**Exercise task**
Return every line of the items below that contains the word "buddha". Uppercase and lowercase letters count as different.

**Data entries**
--------
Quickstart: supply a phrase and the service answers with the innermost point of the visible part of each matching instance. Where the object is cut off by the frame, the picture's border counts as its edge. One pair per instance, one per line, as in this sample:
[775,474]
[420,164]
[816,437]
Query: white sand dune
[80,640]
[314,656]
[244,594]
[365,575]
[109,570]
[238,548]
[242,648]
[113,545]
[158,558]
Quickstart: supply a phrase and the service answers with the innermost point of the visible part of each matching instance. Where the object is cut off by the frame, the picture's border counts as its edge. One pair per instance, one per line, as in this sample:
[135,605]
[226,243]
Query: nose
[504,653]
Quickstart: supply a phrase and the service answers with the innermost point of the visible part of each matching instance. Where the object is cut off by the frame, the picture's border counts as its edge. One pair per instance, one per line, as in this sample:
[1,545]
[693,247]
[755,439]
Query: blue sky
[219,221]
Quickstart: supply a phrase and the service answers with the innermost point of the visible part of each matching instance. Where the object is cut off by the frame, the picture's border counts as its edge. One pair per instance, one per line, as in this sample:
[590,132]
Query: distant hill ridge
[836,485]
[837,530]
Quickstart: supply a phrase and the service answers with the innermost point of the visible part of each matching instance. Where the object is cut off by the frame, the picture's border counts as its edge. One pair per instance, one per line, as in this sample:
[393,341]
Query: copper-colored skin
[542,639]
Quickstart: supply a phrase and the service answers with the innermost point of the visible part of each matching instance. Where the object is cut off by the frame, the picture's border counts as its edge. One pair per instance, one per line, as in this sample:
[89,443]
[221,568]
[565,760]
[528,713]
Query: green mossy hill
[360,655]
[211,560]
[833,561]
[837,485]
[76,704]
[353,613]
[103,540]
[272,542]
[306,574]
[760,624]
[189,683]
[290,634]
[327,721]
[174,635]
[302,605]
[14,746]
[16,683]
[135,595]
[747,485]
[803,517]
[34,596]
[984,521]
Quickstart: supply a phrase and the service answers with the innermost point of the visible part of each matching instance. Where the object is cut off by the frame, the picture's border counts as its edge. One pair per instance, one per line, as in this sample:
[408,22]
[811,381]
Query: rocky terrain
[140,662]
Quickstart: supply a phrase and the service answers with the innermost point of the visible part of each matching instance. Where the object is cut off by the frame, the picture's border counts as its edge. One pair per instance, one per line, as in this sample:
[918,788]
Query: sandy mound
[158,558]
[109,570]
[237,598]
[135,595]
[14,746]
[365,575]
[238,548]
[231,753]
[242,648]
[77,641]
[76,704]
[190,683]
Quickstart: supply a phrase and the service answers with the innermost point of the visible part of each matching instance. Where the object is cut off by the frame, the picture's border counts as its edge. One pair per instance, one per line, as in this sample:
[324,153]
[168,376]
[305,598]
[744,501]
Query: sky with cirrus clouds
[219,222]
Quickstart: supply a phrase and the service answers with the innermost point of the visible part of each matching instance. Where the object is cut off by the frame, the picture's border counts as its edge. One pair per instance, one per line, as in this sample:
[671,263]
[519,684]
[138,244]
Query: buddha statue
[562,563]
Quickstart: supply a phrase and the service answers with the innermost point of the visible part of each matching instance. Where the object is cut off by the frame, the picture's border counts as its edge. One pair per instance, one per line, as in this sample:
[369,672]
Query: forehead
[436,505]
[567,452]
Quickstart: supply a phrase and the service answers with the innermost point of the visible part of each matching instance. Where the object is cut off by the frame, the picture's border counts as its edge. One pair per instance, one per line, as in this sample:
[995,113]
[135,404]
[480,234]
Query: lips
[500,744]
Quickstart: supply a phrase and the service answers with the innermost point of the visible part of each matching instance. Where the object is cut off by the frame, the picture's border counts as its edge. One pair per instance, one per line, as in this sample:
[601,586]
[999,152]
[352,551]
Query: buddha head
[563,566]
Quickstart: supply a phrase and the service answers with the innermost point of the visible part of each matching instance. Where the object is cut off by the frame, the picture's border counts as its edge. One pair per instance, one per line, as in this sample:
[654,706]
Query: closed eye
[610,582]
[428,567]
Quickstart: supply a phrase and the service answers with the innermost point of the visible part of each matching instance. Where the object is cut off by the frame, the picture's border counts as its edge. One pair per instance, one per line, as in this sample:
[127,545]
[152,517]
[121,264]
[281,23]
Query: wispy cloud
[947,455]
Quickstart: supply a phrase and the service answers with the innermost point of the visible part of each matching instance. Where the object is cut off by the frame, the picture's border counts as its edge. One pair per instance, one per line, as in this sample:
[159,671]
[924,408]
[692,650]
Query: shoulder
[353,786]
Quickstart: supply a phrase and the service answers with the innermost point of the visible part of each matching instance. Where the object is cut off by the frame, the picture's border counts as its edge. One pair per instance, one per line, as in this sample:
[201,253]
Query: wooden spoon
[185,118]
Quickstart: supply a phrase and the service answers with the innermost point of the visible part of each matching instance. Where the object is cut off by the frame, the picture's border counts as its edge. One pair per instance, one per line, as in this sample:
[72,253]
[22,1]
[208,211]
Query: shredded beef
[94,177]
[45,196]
--------
**Result of this task**
Query: buddha statue
Query: buddha head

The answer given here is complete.